• [WHAT TO PRODUCE]: Write the records out again exactly as they read, dropping any picture they hold.

---------- EXTRACTED MATERIAL ----------

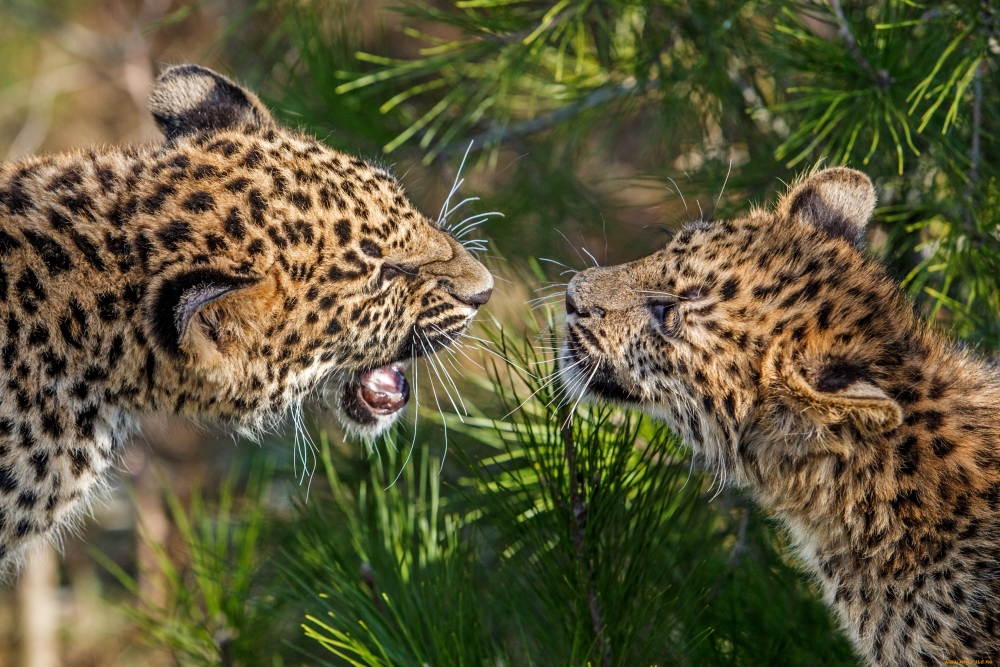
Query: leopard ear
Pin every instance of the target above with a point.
(178, 299)
(835, 391)
(187, 99)
(838, 201)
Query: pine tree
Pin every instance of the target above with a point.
(566, 533)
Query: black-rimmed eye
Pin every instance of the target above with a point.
(665, 314)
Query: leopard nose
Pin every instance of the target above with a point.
(476, 299)
(573, 308)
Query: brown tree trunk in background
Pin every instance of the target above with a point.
(38, 610)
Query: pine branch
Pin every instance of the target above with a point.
(578, 526)
(880, 78)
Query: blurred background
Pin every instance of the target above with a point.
(596, 129)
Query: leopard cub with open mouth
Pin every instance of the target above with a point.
(226, 273)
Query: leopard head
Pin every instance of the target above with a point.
(279, 266)
(765, 337)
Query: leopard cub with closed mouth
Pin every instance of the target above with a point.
(797, 368)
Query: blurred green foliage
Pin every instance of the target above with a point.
(593, 123)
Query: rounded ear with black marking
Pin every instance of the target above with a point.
(177, 300)
(833, 390)
(838, 201)
(188, 99)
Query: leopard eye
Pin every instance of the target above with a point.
(666, 317)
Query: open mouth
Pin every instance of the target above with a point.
(379, 392)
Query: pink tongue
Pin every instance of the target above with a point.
(385, 389)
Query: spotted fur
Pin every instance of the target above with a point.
(224, 274)
(797, 369)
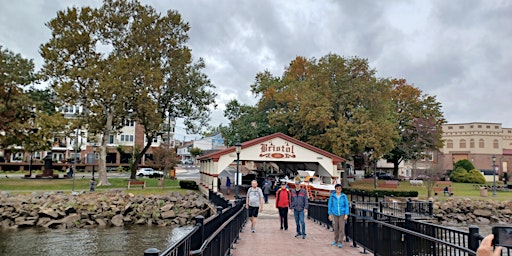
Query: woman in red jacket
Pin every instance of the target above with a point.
(282, 204)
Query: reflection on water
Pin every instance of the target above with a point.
(131, 240)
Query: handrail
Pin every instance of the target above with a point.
(216, 233)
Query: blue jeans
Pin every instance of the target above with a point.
(299, 222)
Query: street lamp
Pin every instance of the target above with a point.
(494, 175)
(93, 158)
(238, 148)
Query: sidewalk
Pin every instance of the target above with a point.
(269, 239)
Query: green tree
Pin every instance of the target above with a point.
(459, 175)
(334, 103)
(475, 176)
(419, 123)
(16, 111)
(465, 164)
(125, 61)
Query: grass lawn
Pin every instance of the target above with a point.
(20, 185)
(459, 189)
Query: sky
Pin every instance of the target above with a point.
(458, 51)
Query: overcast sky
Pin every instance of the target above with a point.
(458, 51)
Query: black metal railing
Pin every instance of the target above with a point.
(383, 233)
(213, 236)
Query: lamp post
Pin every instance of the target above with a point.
(494, 175)
(93, 158)
(238, 148)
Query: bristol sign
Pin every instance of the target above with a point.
(270, 150)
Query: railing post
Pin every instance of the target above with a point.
(473, 242)
(200, 222)
(354, 218)
(408, 225)
(375, 234)
(430, 208)
(408, 207)
(151, 252)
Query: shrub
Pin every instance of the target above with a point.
(465, 164)
(188, 184)
(459, 175)
(475, 176)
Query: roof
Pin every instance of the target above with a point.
(218, 154)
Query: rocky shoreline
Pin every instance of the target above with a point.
(114, 208)
(466, 211)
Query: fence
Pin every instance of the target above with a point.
(213, 236)
(387, 234)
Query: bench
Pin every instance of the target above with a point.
(440, 186)
(416, 182)
(132, 183)
(388, 184)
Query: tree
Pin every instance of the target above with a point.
(465, 164)
(16, 111)
(334, 103)
(125, 61)
(419, 123)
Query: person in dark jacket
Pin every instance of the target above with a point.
(282, 204)
(266, 191)
(338, 210)
(299, 204)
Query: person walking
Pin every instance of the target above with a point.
(299, 204)
(338, 210)
(266, 191)
(228, 184)
(282, 204)
(254, 203)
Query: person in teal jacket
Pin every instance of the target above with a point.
(338, 210)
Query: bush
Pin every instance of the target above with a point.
(459, 175)
(188, 184)
(465, 164)
(475, 176)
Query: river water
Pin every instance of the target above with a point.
(132, 240)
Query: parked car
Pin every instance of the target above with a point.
(150, 172)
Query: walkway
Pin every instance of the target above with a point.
(270, 240)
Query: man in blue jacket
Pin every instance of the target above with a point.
(299, 204)
(338, 210)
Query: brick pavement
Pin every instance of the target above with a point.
(269, 239)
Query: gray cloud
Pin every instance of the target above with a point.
(455, 50)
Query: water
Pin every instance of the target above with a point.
(131, 240)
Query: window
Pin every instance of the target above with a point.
(462, 143)
(127, 138)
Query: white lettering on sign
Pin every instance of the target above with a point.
(269, 150)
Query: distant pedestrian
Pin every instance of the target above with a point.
(282, 204)
(228, 184)
(338, 210)
(254, 203)
(299, 204)
(91, 183)
(266, 191)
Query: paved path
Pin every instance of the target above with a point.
(269, 239)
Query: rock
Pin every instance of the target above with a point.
(482, 213)
(118, 220)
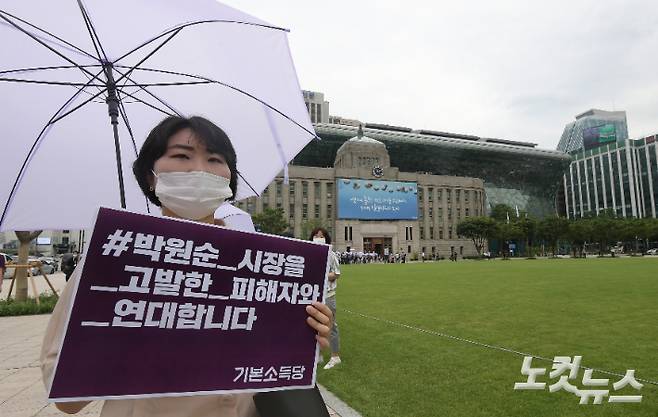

----------

• [COMPLETED EXERCISE]:
Query: leopard ear
Pin every instance of the target above with a point.
(178, 299)
(835, 391)
(187, 99)
(838, 201)
Query: pine tree
Pin every instance of the target above with a point.
(566, 533)
Query: black-rimmed eye
Pin every instance of the target above with a point.
(665, 314)
Query: leopard nose
Pin every instance of the target above with a point.
(476, 299)
(573, 308)
Query: brown tree trunk in background
Pin every instance of the target above with a point.
(38, 610)
Query: pine branch
Pin every instance of the target above with a point.
(578, 526)
(880, 78)
Query: blurred background
Pin every instance of the target above with a point.
(596, 129)
Query: leopard cub with open mouth
Pin every instance of the target above with a point.
(226, 273)
Query: leopard head
Pin every instance of the target above with a point.
(279, 266)
(765, 337)
Query: leopard cub with closed mouth
Pin every instance of the target above with a point.
(797, 368)
Query: blurred green foliage
Pin every instance of the target above with a point.
(593, 123)
Query: rounded ear with black marking
Pin every instance of the target above with a point.
(177, 300)
(833, 390)
(838, 201)
(188, 99)
Query: leopard eye
Pin every instance of the target above with a point.
(666, 317)
Query: open mouth
Pin every instance of the target above with a point.
(379, 392)
Query: pink tongue
Pin every instance of the target above with a point.
(385, 389)
Query: spotted fur
Pin every instance of the target above with a point.
(224, 274)
(797, 369)
Query: woman in red jacket
Pin every instance of the target above with a point.
(282, 204)
Query: reflection on water
Pin every instance of the target above with a point.
(131, 240)
Query: handrail
Pin every instance of the target above with a point.
(216, 233)
Query: blue jeans
Pin every instance of the target above with a point.
(299, 222)
Query: street lamp
Pin every instance of the target above with a point.
(494, 175)
(93, 158)
(238, 148)
Query: sidewalk
Pin every instance of the target above with a point.
(269, 239)
Query: green tree
Pin every instance of the target above with a point.
(459, 175)
(334, 103)
(475, 176)
(419, 123)
(16, 111)
(465, 164)
(125, 61)
Query: grass lawn
Pin every instance of the target above with a point.
(20, 185)
(459, 189)
Query: sky
Pin every instance of the target above with a point.
(458, 51)
Query: overcast sky
Pin every instance of the target above with a point.
(458, 51)
Query: black metal railing
Pin every instance of the target above with a point.
(383, 233)
(213, 236)
Query: lamp post
Pin every instance of the target above with a point.
(494, 175)
(93, 158)
(238, 148)
Query: bristol sign
Pin every instance of the target above with a point.
(270, 150)
Query: railing post
Pin every instance of the target above with a point.
(473, 242)
(200, 222)
(354, 218)
(408, 225)
(375, 234)
(430, 208)
(408, 207)
(151, 252)
Query: shrub
Pin every instance of the target above with a point.
(465, 164)
(188, 184)
(459, 175)
(475, 176)
Query: roof
Pin every instance of the target above with a point.
(218, 154)
Query: rocky shoreline
Pin every instance of the target above with a point.
(114, 208)
(466, 211)
Query: fence
Pin every instance of the target above with a point.
(213, 236)
(387, 234)
Query: bench
Pin every instance of the target above with a point.
(440, 186)
(416, 182)
(132, 183)
(388, 184)
Query: tree
Pin every instance of the target above with a point.
(465, 164)
(16, 111)
(334, 103)
(125, 61)
(419, 123)
Query: person in dark jacket
Pin every instance of the target above with a point.
(282, 204)
(266, 191)
(338, 210)
(299, 204)
Query: person walking
Pin every instance of the target above with a point.
(299, 204)
(338, 210)
(266, 191)
(228, 184)
(282, 204)
(254, 203)
Query: person in teal jacket
Pin every instance of the target above with a point.
(338, 210)
Query: bush
Pin every instance of the target above with a point.
(459, 175)
(188, 184)
(465, 164)
(475, 176)
Query: river water
Pin every instance of the target above with a point.
(132, 240)
Query: parked car
Pin every instance of the target above with a point.
(150, 172)
Query: walkway
Pin every instance of the target above with a point.
(270, 240)
Query: man in blue jacket
Pin every instance of the target above with a point.
(299, 204)
(338, 210)
Query: brick pavement
Pin every instance of the target above with a point.
(269, 239)
Query: gray cloud
Pin every instance of the target above with a point.
(455, 50)
Query: water
Pin every instance of the target above with a point.
(131, 240)
Query: window
Pin every instance of the target above with a point.
(462, 143)
(127, 138)
Query: white lettering on sign
Pin every instance of the target above with a point.
(269, 150)
Query: distant pedestrian
Pin every instance of the target above with a point.
(282, 204)
(228, 184)
(338, 210)
(254, 203)
(299, 204)
(91, 183)
(266, 191)
Query: paved path
Pin every instance of the target above with a point.
(269, 239)
Query: rock
Pin every instance of the target above with a point.
(482, 213)
(118, 220)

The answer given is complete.